• [CHALLENGE]: Copy all of the data below word for word, leaving the pictures out of your copy.

• [EXCERPTED DATA]:
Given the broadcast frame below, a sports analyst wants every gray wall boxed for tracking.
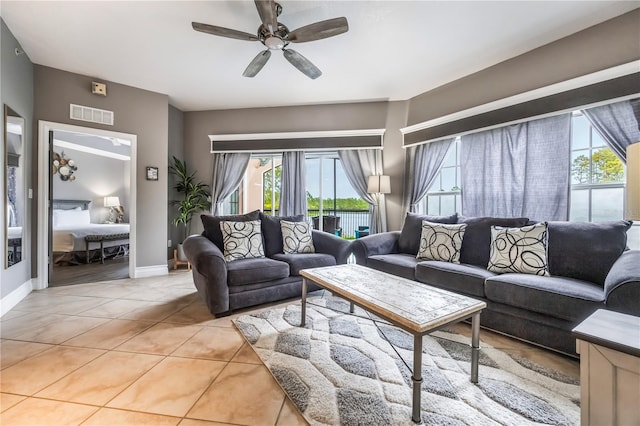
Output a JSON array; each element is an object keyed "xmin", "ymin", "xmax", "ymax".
[
  {"xmin": 408, "ymin": 9, "xmax": 640, "ymax": 125},
  {"xmin": 35, "ymin": 65, "xmax": 169, "ymax": 268},
  {"xmin": 52, "ymin": 147, "xmax": 129, "ymax": 223},
  {"xmin": 167, "ymin": 105, "xmax": 182, "ymax": 259},
  {"xmin": 0, "ymin": 18, "xmax": 37, "ymax": 298},
  {"xmin": 184, "ymin": 102, "xmax": 388, "ymax": 232}
]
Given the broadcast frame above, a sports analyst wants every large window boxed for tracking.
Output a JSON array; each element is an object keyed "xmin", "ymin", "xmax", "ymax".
[
  {"xmin": 421, "ymin": 137, "xmax": 462, "ymax": 216},
  {"xmin": 570, "ymin": 112, "xmax": 625, "ymax": 222}
]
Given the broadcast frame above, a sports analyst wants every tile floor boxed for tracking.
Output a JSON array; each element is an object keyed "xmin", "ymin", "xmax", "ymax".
[{"xmin": 0, "ymin": 271, "xmax": 579, "ymax": 426}]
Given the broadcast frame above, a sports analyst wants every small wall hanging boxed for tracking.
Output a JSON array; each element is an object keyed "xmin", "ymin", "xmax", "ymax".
[{"xmin": 51, "ymin": 151, "xmax": 78, "ymax": 181}]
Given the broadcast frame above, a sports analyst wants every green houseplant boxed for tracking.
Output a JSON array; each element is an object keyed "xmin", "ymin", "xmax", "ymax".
[{"xmin": 169, "ymin": 156, "xmax": 211, "ymax": 260}]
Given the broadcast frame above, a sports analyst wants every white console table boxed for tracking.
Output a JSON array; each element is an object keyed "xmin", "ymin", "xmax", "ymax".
[{"xmin": 573, "ymin": 309, "xmax": 640, "ymax": 426}]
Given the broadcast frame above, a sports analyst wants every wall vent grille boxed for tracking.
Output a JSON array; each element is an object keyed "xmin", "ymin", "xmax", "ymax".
[{"xmin": 69, "ymin": 104, "xmax": 113, "ymax": 126}]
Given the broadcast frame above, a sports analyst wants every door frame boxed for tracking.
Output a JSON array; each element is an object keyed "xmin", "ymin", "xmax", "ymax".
[{"xmin": 34, "ymin": 120, "xmax": 138, "ymax": 290}]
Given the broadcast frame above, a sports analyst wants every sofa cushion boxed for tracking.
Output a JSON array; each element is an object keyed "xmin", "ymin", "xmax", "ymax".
[
  {"xmin": 398, "ymin": 213, "xmax": 458, "ymax": 256},
  {"xmin": 487, "ymin": 222, "xmax": 549, "ymax": 277},
  {"xmin": 416, "ymin": 220, "xmax": 467, "ymax": 263},
  {"xmin": 484, "ymin": 274, "xmax": 604, "ymax": 322},
  {"xmin": 549, "ymin": 220, "xmax": 632, "ymax": 286},
  {"xmin": 460, "ymin": 217, "xmax": 529, "ymax": 268},
  {"xmin": 200, "ymin": 210, "xmax": 260, "ymax": 251},
  {"xmin": 280, "ymin": 220, "xmax": 316, "ymax": 254},
  {"xmin": 273, "ymin": 253, "xmax": 336, "ymax": 275},
  {"xmin": 416, "ymin": 260, "xmax": 496, "ymax": 297},
  {"xmin": 220, "ymin": 220, "xmax": 264, "ymax": 262},
  {"xmin": 367, "ymin": 253, "xmax": 420, "ymax": 280},
  {"xmin": 259, "ymin": 212, "xmax": 305, "ymax": 257},
  {"xmin": 227, "ymin": 257, "xmax": 289, "ymax": 286}
]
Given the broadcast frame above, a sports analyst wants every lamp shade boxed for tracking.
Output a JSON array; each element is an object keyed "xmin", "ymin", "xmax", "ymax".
[
  {"xmin": 625, "ymin": 142, "xmax": 640, "ymax": 220},
  {"xmin": 104, "ymin": 197, "xmax": 120, "ymax": 207},
  {"xmin": 367, "ymin": 175, "xmax": 391, "ymax": 194}
]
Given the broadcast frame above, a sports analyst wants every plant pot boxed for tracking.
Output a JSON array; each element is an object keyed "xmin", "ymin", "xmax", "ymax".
[{"xmin": 176, "ymin": 244, "xmax": 187, "ymax": 262}]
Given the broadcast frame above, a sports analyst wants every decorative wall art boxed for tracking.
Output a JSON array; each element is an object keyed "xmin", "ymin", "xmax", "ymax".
[{"xmin": 51, "ymin": 151, "xmax": 78, "ymax": 181}]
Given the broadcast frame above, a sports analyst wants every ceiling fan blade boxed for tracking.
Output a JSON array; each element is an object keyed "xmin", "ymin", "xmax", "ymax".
[
  {"xmin": 287, "ymin": 17, "xmax": 349, "ymax": 43},
  {"xmin": 191, "ymin": 22, "xmax": 258, "ymax": 41},
  {"xmin": 242, "ymin": 49, "xmax": 271, "ymax": 77},
  {"xmin": 283, "ymin": 49, "xmax": 322, "ymax": 80},
  {"xmin": 254, "ymin": 0, "xmax": 278, "ymax": 34}
]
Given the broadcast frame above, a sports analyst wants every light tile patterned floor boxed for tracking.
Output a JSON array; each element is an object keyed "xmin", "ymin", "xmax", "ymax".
[{"xmin": 0, "ymin": 271, "xmax": 579, "ymax": 426}]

• [RESULT FOR THIS TASK]:
Given the broadcast frame below, a sports analyst wants every gray wall boxed for tracking.
Output a JSON array; each element is an object keyed "xmin", "ymin", "xmax", "ymax".
[
  {"xmin": 408, "ymin": 9, "xmax": 640, "ymax": 125},
  {"xmin": 35, "ymin": 65, "xmax": 169, "ymax": 268},
  {"xmin": 52, "ymin": 147, "xmax": 129, "ymax": 223},
  {"xmin": 167, "ymin": 105, "xmax": 182, "ymax": 259},
  {"xmin": 0, "ymin": 18, "xmax": 37, "ymax": 298},
  {"xmin": 184, "ymin": 102, "xmax": 388, "ymax": 232}
]
Given the broadcast frame above, a sports analyst wants every large window boxed for tracking.
Output a JSON array; each element is an object keyed "xmin", "ymin", "xmax", "ymax".
[
  {"xmin": 421, "ymin": 137, "xmax": 462, "ymax": 216},
  {"xmin": 570, "ymin": 112, "xmax": 625, "ymax": 222}
]
Given the broadcast frame above, a sports analyst wants every tile floor boxed for tracking.
Output a JSON array; each element is an object keyed "xmin", "ymin", "xmax", "ymax".
[{"xmin": 0, "ymin": 271, "xmax": 579, "ymax": 426}]
Given the broadcast frame above, a sports analyst wants every small wall hanging boxed for tracking.
Output a JSON array; each element is an object keyed "xmin", "ymin", "xmax", "ymax".
[{"xmin": 51, "ymin": 151, "xmax": 78, "ymax": 181}]
Given the broadcast frame above, a sports analyst wants every green houseplant boxed for tracking.
Output a JSON array; each element is an object keyed "xmin", "ymin", "xmax", "ymax".
[{"xmin": 169, "ymin": 156, "xmax": 211, "ymax": 260}]
Given the broadcast frame above, a sports analyst wants every white console table boxed for tracking.
Output a JSON array; each element is an object keyed "xmin", "ymin", "xmax", "ymax".
[{"xmin": 573, "ymin": 309, "xmax": 640, "ymax": 426}]
Given the broadcast frame above, a sports analyst wants every wall vent grille boxed for tracking.
Output a JSON array; each element is an object keyed "xmin", "ymin", "xmax", "ymax".
[{"xmin": 69, "ymin": 104, "xmax": 113, "ymax": 126}]
Given the broadcast frame above, a sports analyst wants every door frame boxed for tracking.
Output a JSON array; each element is an object keyed "xmin", "ymin", "xmax", "ymax".
[{"xmin": 34, "ymin": 120, "xmax": 138, "ymax": 290}]
Given the broadcast frame above, a sports analyst wants every sofa cushion boxed for tracking.
Output a JSON array; each element is an object keyed "xmin", "ymin", "xmax", "ymax".
[
  {"xmin": 398, "ymin": 213, "xmax": 458, "ymax": 256},
  {"xmin": 487, "ymin": 222, "xmax": 549, "ymax": 277},
  {"xmin": 416, "ymin": 220, "xmax": 467, "ymax": 263},
  {"xmin": 484, "ymin": 274, "xmax": 604, "ymax": 322},
  {"xmin": 549, "ymin": 220, "xmax": 632, "ymax": 286},
  {"xmin": 460, "ymin": 217, "xmax": 529, "ymax": 268},
  {"xmin": 200, "ymin": 210, "xmax": 260, "ymax": 251},
  {"xmin": 280, "ymin": 220, "xmax": 316, "ymax": 254},
  {"xmin": 273, "ymin": 253, "xmax": 336, "ymax": 275},
  {"xmin": 416, "ymin": 260, "xmax": 496, "ymax": 297},
  {"xmin": 220, "ymin": 220, "xmax": 264, "ymax": 262},
  {"xmin": 367, "ymin": 253, "xmax": 420, "ymax": 280},
  {"xmin": 259, "ymin": 212, "xmax": 305, "ymax": 257},
  {"xmin": 227, "ymin": 257, "xmax": 289, "ymax": 286}
]
Given the broadcast frame above, a sports analyst wants every lamp shade boxed for tracking.
Output a JSON array; each element is an object keyed "xmin", "ymin", "xmax", "ymax".
[
  {"xmin": 625, "ymin": 142, "xmax": 640, "ymax": 220},
  {"xmin": 104, "ymin": 197, "xmax": 120, "ymax": 207},
  {"xmin": 367, "ymin": 175, "xmax": 391, "ymax": 194}
]
Given the broadcast frame above, a sports analyst wants every plant pot boxed for tracking.
Output a JSON array; each element is an object keyed "xmin", "ymin", "xmax", "ymax".
[{"xmin": 176, "ymin": 244, "xmax": 187, "ymax": 262}]
Given the broadcast frame above, a sports analyst wants every decorative wall art boxed for tracking.
Output a JSON array; each element is an object keyed "xmin", "ymin", "xmax", "ymax".
[{"xmin": 51, "ymin": 151, "xmax": 78, "ymax": 181}]
Given the broadcast frame above, a sports analyst wants every ceiling fan blade boxed for tracking.
Output a JSON array; each element is an object keyed "xmin", "ymin", "xmax", "ymax".
[
  {"xmin": 287, "ymin": 17, "xmax": 349, "ymax": 43},
  {"xmin": 191, "ymin": 22, "xmax": 258, "ymax": 41},
  {"xmin": 242, "ymin": 49, "xmax": 271, "ymax": 77},
  {"xmin": 283, "ymin": 49, "xmax": 322, "ymax": 80},
  {"xmin": 254, "ymin": 0, "xmax": 278, "ymax": 34}
]
Given the broadcast frame above, a sports analyst wants every light tile patterned floor boxed for tracking.
Output a JSON array; each element is an object keyed "xmin", "ymin", "xmax", "ymax".
[{"xmin": 0, "ymin": 271, "xmax": 579, "ymax": 426}]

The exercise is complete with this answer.